DATA PROVIDED:
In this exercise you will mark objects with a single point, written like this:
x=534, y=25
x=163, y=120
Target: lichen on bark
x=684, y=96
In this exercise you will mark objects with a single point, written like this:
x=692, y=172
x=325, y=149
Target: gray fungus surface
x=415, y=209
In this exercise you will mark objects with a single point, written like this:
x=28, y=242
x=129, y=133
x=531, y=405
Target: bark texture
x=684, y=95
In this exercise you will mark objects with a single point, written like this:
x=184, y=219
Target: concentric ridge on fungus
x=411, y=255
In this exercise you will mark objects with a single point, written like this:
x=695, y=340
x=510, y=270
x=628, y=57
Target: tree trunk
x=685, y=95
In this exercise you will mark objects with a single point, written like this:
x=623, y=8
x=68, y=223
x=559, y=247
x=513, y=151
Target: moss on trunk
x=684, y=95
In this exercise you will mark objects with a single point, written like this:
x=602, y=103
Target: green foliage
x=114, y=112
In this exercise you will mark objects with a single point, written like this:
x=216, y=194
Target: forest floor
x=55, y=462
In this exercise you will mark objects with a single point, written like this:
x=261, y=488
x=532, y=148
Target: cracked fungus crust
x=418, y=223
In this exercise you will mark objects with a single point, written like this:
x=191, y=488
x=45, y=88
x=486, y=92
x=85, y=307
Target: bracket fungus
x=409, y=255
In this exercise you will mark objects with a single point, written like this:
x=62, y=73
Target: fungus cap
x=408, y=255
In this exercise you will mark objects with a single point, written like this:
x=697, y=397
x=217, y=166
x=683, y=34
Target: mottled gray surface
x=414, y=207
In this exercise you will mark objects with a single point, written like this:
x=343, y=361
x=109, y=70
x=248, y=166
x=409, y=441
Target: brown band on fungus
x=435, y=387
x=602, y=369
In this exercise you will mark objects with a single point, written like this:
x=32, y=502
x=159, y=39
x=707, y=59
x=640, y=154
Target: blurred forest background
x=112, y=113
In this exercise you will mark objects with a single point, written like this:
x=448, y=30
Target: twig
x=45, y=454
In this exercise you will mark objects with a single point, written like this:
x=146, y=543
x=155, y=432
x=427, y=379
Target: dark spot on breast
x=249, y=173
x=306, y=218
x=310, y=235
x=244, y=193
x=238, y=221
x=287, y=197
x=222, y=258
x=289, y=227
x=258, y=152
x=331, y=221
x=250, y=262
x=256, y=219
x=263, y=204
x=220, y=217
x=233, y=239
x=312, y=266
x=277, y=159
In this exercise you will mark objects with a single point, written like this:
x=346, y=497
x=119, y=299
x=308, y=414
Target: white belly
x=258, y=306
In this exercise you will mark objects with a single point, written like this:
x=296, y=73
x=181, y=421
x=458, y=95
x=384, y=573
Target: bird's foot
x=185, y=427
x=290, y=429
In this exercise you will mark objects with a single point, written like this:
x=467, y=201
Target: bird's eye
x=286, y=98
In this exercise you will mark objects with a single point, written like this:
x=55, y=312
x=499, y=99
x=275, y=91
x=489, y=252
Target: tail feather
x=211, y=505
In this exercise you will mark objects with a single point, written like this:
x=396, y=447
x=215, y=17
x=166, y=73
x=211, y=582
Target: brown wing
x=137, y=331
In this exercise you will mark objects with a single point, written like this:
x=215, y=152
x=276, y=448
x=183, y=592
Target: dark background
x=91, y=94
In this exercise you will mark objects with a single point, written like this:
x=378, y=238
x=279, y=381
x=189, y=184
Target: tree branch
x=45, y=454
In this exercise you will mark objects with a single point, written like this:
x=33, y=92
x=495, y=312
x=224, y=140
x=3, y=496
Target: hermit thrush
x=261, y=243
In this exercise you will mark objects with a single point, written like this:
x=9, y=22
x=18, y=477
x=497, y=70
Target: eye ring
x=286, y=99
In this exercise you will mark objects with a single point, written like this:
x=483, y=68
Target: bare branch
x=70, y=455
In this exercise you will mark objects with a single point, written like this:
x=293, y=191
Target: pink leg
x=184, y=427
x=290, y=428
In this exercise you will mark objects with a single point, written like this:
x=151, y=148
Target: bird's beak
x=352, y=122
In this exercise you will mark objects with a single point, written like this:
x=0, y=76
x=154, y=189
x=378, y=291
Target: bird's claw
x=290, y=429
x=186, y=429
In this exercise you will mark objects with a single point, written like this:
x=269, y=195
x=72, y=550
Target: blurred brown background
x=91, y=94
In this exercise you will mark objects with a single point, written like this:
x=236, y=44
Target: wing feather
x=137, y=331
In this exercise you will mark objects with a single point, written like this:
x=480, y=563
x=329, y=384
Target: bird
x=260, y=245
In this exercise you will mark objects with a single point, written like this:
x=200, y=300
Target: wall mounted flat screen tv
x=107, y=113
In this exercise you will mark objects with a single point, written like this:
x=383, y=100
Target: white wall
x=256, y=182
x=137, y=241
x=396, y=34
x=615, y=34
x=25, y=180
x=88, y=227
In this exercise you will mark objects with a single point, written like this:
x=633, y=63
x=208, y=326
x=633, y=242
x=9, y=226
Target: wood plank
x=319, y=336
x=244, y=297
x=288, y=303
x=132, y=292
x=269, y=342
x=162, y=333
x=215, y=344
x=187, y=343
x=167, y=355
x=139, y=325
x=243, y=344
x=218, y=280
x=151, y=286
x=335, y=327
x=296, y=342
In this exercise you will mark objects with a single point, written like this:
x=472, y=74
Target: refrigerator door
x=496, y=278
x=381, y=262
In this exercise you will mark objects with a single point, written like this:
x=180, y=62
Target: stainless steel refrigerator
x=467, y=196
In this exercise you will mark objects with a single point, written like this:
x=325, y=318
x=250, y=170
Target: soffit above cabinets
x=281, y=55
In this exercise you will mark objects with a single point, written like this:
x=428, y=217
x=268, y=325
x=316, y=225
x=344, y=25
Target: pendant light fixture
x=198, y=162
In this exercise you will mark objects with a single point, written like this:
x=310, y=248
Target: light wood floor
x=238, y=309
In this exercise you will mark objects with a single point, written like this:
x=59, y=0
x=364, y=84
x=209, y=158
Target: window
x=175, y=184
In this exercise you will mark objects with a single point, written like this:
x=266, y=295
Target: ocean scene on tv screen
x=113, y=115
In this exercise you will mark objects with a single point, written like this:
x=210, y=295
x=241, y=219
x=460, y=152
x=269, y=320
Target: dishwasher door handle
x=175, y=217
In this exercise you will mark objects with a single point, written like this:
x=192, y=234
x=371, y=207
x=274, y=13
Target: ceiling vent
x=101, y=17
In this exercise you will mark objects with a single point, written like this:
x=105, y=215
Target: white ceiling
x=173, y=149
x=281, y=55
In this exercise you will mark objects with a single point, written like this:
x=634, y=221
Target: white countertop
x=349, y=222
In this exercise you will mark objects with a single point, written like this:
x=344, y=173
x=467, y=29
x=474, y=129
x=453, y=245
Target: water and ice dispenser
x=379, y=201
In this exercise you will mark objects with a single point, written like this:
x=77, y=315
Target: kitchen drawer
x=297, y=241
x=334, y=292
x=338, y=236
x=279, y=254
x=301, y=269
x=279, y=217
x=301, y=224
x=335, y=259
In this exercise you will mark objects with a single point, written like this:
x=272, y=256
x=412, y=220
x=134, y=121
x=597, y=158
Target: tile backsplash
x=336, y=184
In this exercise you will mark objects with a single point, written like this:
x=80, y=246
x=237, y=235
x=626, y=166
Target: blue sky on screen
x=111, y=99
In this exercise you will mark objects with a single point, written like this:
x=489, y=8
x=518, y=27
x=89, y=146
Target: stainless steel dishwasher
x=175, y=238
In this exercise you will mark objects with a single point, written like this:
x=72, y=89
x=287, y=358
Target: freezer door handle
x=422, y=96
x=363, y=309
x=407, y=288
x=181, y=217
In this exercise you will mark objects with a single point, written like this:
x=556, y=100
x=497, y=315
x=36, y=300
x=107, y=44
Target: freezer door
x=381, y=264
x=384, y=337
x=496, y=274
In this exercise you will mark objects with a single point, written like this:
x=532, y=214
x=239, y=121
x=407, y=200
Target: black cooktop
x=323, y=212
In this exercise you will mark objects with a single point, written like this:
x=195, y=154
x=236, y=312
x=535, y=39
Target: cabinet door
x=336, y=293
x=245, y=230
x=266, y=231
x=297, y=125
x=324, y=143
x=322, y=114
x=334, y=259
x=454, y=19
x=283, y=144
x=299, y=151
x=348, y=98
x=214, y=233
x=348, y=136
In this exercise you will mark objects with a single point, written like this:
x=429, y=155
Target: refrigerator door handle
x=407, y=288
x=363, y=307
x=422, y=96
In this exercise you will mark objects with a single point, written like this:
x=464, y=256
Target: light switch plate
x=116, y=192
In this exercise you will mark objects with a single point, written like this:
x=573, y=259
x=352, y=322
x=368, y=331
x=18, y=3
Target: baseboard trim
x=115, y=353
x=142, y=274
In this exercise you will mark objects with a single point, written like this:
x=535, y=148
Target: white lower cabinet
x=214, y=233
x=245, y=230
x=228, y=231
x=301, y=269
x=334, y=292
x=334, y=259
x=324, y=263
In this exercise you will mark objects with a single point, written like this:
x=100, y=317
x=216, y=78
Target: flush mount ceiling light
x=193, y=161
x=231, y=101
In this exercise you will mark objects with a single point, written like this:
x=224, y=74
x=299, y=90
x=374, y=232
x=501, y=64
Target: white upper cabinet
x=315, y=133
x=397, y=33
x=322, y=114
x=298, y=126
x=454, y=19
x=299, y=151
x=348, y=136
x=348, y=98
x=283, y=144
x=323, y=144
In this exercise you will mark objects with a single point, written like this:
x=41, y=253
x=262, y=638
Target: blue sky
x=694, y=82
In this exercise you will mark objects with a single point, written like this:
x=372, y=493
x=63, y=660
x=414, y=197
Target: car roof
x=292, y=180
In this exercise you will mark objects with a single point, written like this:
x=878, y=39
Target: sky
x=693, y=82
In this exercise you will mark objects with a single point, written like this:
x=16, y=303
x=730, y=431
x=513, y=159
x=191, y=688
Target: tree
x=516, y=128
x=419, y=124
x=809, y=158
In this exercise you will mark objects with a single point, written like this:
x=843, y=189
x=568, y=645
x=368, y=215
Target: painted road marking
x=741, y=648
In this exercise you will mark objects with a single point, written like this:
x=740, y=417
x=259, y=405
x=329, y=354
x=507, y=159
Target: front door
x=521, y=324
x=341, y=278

WHAT THE TASK REQUIRES: Put the lines of the entries into a numbered list, starting at the first line and ending at the line that contains "x=415, y=209", both included. Leave out any blank lines.

WORKED SOLUTION:
1. In this exercise you will mark objects with a single point, written like this:
2. x=534, y=25
3. x=163, y=120
4. Target: lichen on bark
5. x=684, y=96
6. In this exercise you will mark objects with a single point, written like this:
7. x=692, y=172
8. x=325, y=149
9. Target: gray fungus surface
10. x=415, y=209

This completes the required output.